WORK ITEM >> Using the listing below, report each line holding the string "mouth".

────────────────────

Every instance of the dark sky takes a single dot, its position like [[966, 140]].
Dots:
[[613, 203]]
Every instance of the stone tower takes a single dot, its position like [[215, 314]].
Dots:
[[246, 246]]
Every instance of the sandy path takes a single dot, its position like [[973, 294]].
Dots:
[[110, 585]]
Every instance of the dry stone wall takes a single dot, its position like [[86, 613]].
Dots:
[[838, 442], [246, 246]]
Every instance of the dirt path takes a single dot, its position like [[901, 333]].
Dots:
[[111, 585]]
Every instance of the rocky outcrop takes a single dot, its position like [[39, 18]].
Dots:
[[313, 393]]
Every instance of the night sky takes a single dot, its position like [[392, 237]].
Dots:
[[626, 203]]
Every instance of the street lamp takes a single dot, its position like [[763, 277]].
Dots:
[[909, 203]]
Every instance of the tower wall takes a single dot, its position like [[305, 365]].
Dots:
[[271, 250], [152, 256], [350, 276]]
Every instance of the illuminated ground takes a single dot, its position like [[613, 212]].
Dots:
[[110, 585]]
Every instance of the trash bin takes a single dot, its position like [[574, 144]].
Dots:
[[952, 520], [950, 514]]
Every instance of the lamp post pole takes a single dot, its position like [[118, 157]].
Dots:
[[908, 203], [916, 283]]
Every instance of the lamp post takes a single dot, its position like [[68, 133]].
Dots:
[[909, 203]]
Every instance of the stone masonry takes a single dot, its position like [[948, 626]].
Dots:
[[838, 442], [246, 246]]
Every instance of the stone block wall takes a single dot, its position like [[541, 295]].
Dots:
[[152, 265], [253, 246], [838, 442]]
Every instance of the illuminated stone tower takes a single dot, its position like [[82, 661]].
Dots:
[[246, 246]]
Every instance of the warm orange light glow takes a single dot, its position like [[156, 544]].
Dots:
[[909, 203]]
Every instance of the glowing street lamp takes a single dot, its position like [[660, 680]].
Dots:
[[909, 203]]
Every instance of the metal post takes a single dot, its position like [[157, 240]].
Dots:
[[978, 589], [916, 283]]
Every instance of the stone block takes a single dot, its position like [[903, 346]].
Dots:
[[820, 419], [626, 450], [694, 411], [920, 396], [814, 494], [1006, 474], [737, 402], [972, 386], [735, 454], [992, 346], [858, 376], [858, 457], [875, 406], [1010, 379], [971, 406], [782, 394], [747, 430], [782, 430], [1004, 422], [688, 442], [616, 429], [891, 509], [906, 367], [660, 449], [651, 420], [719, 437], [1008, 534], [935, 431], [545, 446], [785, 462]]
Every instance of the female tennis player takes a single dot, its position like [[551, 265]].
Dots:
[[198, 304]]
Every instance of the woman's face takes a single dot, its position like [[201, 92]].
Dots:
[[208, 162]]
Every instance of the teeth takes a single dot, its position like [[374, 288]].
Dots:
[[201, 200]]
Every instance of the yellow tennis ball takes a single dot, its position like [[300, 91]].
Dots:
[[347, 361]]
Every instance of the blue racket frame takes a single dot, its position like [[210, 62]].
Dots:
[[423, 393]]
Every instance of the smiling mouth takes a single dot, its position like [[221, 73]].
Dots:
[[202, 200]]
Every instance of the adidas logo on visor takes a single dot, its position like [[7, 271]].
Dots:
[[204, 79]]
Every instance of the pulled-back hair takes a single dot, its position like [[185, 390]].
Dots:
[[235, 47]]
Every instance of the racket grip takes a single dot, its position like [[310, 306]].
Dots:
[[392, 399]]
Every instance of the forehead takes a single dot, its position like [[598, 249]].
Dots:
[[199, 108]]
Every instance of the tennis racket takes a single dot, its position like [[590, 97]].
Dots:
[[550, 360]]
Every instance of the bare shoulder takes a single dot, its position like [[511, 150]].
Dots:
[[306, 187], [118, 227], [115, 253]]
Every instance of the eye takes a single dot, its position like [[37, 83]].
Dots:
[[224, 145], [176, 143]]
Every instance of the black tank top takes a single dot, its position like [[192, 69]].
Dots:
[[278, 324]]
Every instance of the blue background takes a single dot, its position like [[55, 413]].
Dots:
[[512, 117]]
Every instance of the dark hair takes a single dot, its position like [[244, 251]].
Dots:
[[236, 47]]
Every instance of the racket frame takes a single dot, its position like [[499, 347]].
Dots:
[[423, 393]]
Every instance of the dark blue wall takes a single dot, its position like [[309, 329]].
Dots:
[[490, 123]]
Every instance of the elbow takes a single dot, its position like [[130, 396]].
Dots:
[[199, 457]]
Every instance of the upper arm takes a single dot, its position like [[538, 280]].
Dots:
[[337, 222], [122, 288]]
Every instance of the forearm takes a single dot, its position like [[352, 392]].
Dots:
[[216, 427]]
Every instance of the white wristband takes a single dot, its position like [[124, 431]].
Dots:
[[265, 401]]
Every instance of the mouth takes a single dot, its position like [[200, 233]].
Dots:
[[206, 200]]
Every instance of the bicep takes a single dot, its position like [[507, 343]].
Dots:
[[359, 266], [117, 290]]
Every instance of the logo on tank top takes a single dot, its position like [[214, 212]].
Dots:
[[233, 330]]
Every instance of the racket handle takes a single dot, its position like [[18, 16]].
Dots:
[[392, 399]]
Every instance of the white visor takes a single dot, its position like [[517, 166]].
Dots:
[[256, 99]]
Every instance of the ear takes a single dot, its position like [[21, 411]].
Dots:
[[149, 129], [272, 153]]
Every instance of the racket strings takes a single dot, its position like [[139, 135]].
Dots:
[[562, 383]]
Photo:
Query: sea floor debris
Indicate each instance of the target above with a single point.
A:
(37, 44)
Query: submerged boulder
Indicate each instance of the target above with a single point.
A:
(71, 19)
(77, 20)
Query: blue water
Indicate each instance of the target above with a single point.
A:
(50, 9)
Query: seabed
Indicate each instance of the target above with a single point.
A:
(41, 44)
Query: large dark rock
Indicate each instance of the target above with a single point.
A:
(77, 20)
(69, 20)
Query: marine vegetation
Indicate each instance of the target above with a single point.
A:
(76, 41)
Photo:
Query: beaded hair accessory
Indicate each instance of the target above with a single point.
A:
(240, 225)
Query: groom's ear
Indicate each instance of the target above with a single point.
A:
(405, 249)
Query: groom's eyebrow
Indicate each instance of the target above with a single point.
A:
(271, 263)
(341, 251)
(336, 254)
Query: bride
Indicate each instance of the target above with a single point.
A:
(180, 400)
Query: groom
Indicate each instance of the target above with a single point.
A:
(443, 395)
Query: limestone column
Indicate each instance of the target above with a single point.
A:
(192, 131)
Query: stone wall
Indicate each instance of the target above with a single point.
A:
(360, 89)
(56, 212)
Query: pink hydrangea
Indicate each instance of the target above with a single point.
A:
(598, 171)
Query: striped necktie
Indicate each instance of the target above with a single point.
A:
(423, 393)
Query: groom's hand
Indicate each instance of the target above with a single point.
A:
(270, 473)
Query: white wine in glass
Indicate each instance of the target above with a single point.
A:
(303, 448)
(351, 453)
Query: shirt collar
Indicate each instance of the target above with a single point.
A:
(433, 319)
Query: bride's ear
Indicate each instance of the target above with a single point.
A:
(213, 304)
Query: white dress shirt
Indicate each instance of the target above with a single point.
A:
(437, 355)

────────────────────

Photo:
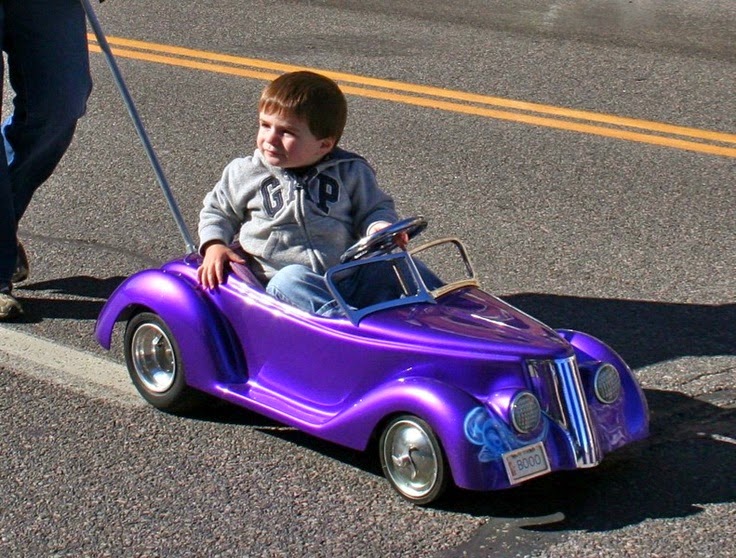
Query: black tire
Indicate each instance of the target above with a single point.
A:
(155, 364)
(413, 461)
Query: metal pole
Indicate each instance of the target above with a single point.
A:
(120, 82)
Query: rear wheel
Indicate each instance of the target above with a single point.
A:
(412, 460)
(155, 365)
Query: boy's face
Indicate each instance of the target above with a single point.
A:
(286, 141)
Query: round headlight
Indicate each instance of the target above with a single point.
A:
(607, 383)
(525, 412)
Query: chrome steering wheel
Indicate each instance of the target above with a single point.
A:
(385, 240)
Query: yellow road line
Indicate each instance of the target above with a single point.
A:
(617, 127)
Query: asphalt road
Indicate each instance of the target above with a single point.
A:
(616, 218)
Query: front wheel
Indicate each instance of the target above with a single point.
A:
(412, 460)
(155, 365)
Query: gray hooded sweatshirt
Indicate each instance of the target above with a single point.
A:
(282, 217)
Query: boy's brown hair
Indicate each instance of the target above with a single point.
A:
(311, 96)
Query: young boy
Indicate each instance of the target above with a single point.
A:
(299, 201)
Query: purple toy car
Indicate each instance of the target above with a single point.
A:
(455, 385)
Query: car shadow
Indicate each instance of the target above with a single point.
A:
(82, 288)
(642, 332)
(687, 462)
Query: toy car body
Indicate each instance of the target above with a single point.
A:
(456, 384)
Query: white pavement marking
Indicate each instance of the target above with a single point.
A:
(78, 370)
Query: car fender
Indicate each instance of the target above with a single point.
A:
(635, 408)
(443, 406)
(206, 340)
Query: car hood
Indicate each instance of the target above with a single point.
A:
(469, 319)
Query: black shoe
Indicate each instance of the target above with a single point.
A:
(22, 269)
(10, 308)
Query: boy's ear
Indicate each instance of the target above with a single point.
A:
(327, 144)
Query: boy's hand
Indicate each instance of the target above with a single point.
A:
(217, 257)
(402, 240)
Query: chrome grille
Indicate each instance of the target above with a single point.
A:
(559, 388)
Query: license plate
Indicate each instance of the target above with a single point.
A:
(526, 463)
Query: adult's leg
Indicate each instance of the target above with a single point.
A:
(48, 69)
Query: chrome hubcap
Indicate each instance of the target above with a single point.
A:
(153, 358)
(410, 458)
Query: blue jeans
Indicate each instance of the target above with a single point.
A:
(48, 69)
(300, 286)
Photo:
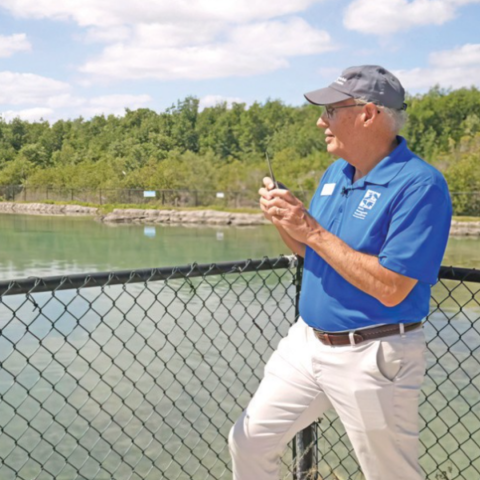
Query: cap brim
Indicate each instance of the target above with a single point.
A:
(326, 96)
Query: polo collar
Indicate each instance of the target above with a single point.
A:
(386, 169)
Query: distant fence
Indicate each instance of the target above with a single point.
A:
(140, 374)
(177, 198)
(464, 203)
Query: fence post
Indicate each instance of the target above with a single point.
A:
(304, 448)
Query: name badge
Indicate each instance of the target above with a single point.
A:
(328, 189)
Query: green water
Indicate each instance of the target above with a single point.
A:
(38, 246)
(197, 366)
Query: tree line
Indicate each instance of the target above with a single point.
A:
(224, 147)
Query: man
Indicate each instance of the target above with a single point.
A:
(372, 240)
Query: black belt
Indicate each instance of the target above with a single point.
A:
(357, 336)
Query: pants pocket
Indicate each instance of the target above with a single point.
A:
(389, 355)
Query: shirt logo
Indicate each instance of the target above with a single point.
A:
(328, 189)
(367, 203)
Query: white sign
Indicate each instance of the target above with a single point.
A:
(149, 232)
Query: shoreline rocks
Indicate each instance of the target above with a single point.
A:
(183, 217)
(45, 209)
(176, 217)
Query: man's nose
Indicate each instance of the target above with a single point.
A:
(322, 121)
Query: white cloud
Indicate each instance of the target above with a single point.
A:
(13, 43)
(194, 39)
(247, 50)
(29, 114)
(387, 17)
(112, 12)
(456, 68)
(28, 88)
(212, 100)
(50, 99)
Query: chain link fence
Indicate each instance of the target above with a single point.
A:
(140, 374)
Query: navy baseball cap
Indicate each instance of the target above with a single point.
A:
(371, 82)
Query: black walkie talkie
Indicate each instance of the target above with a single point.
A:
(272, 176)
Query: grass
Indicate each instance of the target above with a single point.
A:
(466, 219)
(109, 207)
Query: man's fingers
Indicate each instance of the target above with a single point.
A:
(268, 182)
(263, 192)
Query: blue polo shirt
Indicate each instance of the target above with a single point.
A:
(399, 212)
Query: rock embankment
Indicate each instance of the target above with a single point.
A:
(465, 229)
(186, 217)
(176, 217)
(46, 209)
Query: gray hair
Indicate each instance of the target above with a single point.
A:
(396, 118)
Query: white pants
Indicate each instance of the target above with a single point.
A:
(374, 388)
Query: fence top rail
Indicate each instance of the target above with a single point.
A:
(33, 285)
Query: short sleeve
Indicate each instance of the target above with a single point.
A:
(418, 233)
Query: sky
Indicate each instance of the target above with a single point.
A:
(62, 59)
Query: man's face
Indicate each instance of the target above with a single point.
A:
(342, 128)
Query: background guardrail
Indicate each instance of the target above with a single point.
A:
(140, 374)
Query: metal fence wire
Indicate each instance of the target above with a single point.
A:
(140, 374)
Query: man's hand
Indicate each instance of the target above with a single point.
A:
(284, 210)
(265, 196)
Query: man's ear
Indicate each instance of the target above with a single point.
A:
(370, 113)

────────────────────

RESPONSE AREA >>
Every instance of the smiling mouth takes a single dot, its position like [[221, 73]].
Every instance of the mouth takes a single dot, its position like [[200, 233]].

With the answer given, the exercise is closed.